Black History Month Ad Series to Highlight Prominent Alumni

Issue Date: 
February 3, 2014

Four stellar records of achievement by four prominent Black alumni of the University of Pittsburgh:

  • An honors graduate of Pitt’s School of Law and a legal scholar
  • A renowned reporter for one of the most influential Black publications in the United States
  • A Nobel Prize laureate and environmentalist
  • The first Black four-star general in the U.S. Army

As part of its annual celebration of February’s Black History Month, the University of Pittsburgh will launch an advertising campaign featuring these four alumni who were trailblazers in their fields: Derrick A. Bell (LAW ’57), a legal scholar and champion for justice; Frank Bolden (EDUC ’34), a Pittsburgh Courier reporter and editor; Wangari Maathai (A&S ’65), recipient of the 2004 Nobel Peace Prize; and Roscoe Robinson Jr. (GSPIA ’64), the first African American four-star general in the U.S. Army.

The quarter-page, weekly ads will begin Feb. 5 in the New Pittsburgh Courier. The campaign highlights a sampling of the many outstanding contributions and “firsts” made by Pitt’s Black alumni. 

Brief biographies of the four alumni follow.

--- --- ---

◆ **ACTIVITY**: Revise the alumni ad announcement by rewriting everything from "As part of its" down to "the U.S. Army." with "pioneers" in place of "trailblazers".

--- --- ---

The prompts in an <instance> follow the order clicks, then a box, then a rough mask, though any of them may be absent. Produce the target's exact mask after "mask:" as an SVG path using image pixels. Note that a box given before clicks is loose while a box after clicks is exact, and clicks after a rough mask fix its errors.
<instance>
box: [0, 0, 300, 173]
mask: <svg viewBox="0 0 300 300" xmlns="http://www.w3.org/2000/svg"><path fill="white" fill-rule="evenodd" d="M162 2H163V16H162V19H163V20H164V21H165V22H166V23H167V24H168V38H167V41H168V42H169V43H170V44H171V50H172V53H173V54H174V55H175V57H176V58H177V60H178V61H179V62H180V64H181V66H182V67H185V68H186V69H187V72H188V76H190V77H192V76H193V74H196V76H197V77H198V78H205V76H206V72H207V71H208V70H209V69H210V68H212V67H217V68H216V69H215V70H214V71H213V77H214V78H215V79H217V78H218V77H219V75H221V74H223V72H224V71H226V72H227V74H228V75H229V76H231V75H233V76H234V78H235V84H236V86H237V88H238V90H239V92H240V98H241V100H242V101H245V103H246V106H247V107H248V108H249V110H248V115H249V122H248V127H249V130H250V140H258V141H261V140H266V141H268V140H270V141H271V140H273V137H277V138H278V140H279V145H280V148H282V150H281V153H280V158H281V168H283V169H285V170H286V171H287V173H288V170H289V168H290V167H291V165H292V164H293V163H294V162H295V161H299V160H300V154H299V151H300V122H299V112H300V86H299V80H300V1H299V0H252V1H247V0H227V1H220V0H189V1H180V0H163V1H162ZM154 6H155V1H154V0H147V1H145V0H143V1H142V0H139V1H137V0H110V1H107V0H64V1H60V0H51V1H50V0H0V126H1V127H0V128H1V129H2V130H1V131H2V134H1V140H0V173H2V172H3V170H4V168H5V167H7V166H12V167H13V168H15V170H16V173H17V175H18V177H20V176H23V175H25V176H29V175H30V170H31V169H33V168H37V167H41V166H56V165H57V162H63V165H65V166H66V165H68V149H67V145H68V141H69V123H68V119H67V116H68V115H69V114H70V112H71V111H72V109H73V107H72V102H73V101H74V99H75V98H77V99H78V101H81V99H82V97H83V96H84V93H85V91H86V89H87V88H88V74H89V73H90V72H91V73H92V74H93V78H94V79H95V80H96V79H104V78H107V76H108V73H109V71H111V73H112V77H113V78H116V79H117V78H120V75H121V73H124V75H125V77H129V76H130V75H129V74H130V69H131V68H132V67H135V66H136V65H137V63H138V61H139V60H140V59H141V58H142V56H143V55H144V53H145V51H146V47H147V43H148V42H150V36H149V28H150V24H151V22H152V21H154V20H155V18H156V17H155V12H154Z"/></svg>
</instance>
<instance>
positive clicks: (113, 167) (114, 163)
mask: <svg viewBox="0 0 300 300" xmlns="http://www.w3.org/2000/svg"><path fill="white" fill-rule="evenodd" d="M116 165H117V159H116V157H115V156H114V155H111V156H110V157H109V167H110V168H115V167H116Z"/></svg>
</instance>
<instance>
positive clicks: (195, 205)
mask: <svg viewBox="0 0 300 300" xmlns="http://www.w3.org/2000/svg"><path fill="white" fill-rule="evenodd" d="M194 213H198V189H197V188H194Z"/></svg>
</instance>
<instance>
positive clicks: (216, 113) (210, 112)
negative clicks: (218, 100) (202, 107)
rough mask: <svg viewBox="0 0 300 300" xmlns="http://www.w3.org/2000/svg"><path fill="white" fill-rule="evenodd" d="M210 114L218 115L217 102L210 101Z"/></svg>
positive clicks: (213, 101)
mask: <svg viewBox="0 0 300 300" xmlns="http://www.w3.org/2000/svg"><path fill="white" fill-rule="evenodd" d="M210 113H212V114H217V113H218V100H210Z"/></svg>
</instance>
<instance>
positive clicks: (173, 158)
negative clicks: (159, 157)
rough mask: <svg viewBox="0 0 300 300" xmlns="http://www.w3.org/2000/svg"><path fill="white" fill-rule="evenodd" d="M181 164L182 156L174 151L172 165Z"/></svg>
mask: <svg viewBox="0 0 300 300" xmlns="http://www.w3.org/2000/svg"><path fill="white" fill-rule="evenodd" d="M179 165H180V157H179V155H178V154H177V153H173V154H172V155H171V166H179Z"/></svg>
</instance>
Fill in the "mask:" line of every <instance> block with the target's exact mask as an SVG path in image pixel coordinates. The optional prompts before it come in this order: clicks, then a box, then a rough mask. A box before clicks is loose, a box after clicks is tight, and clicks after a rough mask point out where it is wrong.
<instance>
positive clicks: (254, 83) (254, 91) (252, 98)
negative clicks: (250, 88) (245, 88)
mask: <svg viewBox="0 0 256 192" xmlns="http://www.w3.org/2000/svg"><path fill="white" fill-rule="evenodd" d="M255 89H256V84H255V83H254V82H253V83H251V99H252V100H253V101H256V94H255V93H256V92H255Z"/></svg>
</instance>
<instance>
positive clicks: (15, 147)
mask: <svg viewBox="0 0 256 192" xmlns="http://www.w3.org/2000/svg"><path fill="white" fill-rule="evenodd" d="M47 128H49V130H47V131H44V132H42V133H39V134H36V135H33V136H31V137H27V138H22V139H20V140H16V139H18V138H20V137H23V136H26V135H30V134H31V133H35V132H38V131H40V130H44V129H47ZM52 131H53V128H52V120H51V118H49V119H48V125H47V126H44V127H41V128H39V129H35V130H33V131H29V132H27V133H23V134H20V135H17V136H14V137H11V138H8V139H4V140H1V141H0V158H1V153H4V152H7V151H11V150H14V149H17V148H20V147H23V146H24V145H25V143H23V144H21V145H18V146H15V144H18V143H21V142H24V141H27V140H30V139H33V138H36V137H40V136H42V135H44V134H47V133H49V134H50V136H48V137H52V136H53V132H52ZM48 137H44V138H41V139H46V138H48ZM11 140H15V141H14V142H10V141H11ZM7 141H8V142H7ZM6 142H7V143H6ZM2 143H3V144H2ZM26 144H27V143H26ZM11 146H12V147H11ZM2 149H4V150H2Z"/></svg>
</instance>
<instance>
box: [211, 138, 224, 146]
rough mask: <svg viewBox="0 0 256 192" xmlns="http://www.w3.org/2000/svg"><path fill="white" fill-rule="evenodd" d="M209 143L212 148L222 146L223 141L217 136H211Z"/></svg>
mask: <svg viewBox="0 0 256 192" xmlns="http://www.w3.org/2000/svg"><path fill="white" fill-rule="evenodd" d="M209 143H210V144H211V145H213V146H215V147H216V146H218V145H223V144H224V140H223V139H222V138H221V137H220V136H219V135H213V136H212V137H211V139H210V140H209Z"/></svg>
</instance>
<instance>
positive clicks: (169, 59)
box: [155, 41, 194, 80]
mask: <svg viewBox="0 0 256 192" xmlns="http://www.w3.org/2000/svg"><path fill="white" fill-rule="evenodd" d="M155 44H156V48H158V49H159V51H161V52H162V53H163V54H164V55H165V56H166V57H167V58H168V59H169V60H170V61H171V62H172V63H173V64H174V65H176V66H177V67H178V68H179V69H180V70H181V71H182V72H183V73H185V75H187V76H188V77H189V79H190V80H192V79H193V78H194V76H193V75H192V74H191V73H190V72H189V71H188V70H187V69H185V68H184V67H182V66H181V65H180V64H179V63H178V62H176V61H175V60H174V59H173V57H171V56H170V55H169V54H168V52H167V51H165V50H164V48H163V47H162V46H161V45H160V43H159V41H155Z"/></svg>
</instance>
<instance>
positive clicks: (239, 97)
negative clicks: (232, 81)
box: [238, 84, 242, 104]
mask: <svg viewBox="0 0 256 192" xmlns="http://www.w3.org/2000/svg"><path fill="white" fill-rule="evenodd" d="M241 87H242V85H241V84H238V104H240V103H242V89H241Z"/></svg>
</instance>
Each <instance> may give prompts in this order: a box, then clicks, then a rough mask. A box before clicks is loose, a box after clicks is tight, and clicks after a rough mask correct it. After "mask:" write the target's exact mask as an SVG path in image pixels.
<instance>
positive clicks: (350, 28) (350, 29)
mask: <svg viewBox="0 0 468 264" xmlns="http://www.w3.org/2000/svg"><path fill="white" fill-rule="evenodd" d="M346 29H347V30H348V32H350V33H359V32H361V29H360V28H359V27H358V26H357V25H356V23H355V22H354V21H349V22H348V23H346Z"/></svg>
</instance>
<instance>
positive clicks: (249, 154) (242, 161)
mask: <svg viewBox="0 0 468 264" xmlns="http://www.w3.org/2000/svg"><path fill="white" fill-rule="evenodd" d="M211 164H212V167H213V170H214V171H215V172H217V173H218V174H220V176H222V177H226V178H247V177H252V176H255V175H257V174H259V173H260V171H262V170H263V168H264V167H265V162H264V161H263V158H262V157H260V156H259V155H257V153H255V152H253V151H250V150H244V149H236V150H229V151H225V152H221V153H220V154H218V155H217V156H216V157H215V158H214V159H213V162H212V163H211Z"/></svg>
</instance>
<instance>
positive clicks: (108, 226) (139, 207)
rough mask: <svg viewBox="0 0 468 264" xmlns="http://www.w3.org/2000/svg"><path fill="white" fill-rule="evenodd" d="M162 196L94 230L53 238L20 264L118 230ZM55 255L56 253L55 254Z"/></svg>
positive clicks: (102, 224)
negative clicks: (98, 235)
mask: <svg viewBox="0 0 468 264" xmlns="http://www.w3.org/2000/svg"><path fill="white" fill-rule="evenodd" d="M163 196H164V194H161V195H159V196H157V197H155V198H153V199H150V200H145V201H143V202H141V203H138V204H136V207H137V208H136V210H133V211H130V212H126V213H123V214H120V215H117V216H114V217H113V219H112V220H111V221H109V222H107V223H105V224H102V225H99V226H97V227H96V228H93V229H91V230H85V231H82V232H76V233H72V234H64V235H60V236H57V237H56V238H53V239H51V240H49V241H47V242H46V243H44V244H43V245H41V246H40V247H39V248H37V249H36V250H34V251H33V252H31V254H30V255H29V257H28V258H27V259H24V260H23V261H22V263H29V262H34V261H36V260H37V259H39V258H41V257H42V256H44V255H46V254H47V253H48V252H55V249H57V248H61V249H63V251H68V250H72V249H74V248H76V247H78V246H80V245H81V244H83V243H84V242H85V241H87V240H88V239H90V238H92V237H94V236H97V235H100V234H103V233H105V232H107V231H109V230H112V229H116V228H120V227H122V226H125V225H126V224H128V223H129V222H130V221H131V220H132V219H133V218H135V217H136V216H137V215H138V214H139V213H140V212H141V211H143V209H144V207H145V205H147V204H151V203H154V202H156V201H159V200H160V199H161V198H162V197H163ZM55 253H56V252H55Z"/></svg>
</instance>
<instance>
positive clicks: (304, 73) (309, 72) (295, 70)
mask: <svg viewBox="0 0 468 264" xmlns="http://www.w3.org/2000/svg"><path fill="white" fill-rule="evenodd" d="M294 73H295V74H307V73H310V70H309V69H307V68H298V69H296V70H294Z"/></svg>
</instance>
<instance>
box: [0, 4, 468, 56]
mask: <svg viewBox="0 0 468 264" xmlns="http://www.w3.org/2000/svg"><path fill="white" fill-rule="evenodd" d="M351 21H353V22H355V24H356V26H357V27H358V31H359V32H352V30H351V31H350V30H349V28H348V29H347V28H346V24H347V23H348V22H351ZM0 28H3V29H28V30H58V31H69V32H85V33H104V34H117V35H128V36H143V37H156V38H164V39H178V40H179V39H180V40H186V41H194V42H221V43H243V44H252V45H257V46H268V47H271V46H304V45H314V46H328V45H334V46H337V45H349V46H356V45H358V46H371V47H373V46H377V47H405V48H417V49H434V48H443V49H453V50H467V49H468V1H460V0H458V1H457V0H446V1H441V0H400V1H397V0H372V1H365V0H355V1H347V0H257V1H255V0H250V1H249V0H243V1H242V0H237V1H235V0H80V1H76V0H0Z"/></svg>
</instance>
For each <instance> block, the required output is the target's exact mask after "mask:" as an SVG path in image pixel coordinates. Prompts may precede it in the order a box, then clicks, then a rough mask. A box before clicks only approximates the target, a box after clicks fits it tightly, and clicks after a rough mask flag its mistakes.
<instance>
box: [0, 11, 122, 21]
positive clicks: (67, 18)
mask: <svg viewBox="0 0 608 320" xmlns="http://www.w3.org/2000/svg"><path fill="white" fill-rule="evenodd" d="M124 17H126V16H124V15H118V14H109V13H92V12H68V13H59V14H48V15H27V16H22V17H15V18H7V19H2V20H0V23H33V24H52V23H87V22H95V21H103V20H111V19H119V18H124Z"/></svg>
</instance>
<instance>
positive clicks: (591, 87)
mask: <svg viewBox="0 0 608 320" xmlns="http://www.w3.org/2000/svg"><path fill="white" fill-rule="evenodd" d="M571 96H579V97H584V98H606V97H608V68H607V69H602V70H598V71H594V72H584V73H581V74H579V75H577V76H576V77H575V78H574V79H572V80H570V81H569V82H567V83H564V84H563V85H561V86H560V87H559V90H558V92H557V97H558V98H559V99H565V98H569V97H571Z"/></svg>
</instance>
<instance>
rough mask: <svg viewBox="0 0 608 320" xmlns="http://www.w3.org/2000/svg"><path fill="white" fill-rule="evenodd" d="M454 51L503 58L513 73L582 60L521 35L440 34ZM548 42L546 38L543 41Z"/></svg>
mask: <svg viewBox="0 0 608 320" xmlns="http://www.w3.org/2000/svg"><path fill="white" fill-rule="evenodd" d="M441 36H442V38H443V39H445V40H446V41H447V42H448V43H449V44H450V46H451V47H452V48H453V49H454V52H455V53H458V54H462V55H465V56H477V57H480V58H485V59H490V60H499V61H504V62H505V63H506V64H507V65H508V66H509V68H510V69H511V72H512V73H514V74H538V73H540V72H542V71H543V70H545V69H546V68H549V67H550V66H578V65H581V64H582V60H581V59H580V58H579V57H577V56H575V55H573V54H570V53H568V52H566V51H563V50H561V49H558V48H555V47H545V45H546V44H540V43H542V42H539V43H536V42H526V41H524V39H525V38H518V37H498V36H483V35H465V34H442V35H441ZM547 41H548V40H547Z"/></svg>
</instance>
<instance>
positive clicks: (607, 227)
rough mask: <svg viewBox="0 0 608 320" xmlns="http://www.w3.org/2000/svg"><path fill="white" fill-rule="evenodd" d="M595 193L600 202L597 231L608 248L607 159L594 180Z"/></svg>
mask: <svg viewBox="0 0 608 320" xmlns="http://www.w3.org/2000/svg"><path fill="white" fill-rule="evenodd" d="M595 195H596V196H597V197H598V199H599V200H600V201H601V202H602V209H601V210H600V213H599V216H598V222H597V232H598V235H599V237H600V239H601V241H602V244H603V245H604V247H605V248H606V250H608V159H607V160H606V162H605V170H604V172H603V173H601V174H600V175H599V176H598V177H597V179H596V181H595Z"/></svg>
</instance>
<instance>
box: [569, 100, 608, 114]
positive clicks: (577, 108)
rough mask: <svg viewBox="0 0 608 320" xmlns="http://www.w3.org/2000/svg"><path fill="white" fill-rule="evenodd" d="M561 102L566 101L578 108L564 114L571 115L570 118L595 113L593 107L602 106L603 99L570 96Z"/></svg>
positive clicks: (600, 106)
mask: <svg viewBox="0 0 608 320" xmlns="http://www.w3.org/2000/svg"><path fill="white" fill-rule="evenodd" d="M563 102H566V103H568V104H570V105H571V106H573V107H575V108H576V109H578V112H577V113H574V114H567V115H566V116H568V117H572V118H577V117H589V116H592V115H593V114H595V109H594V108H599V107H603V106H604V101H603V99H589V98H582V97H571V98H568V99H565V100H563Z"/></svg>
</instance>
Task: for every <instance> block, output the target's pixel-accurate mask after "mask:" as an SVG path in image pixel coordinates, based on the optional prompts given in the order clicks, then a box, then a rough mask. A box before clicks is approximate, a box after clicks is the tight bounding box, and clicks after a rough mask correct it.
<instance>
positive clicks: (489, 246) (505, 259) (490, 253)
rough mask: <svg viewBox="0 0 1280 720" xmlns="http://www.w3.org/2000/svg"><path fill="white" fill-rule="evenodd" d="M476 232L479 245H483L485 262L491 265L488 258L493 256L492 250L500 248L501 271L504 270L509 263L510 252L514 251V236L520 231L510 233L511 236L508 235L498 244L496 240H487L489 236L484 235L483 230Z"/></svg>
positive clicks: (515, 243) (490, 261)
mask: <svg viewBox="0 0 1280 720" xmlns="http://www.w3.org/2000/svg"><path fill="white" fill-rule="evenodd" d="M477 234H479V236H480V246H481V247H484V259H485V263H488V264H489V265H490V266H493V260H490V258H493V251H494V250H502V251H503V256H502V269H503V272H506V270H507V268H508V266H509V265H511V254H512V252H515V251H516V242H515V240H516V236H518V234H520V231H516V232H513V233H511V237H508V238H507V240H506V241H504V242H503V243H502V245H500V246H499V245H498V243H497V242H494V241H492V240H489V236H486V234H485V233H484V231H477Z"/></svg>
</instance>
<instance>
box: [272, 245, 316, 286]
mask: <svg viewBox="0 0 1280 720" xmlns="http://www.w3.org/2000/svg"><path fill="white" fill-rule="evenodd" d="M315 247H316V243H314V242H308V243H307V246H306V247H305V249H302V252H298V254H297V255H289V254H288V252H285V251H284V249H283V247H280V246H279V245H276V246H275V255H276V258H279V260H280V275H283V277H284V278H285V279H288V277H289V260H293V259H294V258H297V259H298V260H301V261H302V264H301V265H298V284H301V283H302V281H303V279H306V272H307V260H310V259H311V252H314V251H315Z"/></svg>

--- --- ---

◆ **RESULT FOR THIS EXERCISE**:
As part of its annual celebration of February’s Black History Month, the University of Pittsburgh will launch an advertising campaign featuring these four alumni who were pioneers in their fields: Derrick A. Bell (LAW ’57), a legal scholar and champion for justice; Frank Bolden (EDUC ’34), a Pittsburgh Courier reporter and editor; Wangari Maathai (A&S ’65), recipient of the 2004 Nobel Peace Prize; and Roscoe Robinson Jr. (GSPIA ’64), the first African American four-star general in the U.S. Army.